Being an at-risk child, Terry’s Denti-Cal insurance did not cover orthodontia. Due to a lack of funds, Terry was forced to rely on local orthodontists to provide him with dentures. Humiliated and self-conscious, he hid from friends hoping that they would never notice his dentures. He wouldn’t smile or talk, and tried his best to hide them out of shame. This is when Children's Fund was able to help. Terry’s case manager submitted the necessary referral to Children’s Fund, and we were privileged to assist Terry in receiving permanent bridges and permanent implants.
The funding Children’s Fund was able to provide has made a significant difference in Terry’s life. He no longer fears spending time with friends, has gained the confidence to start dating, and has even had the courage to interview for and attain a job! The fundamental impact that the assistance Children’s Fund provided was summed up best by the young man himself, “Most of all, I can now smile with confidence and say thank you Children’s Fund for opening up this new world for me, and for giving me a second chance!”

• [Available data]:
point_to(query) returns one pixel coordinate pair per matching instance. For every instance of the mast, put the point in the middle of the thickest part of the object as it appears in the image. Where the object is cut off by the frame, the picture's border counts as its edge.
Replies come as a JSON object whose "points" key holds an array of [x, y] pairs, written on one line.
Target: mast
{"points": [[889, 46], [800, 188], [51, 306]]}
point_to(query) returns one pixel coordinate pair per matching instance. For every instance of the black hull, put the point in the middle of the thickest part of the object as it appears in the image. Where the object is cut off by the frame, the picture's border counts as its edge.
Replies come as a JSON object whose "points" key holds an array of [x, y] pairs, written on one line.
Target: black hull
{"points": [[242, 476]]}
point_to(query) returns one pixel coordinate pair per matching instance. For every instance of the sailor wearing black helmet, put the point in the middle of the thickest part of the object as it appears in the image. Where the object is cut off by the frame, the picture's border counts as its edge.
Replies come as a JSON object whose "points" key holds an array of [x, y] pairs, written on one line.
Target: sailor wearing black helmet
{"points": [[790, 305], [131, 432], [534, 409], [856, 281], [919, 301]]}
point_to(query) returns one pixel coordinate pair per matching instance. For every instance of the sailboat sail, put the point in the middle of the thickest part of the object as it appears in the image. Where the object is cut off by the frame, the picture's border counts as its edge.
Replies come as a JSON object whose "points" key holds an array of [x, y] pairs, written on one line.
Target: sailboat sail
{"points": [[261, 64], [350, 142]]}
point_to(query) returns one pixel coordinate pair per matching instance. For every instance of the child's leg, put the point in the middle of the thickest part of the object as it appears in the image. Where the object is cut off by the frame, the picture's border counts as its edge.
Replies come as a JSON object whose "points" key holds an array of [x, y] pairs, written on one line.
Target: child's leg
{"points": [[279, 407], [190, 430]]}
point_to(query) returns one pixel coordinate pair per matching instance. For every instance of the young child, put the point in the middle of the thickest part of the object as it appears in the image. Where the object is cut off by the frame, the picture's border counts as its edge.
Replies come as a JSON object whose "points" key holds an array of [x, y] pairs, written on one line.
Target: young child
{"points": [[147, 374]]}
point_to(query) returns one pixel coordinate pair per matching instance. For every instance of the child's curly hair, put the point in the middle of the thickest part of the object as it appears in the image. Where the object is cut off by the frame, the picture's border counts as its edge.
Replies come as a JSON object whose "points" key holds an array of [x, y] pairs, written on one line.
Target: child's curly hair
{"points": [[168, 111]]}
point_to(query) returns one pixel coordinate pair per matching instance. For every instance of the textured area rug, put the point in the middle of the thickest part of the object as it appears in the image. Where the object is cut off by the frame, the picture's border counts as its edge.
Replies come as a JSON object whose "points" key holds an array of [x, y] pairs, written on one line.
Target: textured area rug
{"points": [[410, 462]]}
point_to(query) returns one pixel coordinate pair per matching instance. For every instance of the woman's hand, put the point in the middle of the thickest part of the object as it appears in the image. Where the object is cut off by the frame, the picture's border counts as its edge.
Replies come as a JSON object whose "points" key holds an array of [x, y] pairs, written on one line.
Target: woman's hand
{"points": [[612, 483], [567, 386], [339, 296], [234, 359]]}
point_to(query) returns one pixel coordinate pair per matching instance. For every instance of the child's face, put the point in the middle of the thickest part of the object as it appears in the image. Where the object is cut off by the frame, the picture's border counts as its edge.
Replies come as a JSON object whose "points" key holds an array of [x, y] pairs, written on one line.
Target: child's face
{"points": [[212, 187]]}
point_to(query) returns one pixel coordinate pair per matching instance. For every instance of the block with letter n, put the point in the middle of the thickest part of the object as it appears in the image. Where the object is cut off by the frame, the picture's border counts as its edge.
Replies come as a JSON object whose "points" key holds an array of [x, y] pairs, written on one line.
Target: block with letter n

• [Work order A]: According to the account of Terry's dental care, what did Children's Fund help Terry receive?
• [Work order B]: List every change in Terry's life that the account of Terry's dental care attributes to the funding from Children's Fund.

• [Task output A]: Permanent bridges and permanent implants.

• [Task output B]:
- He no longer fears spending time with friends.
- He has gained the confidence to start dating.
- He interviewed for and attained a job.
- He can now smile with confidence.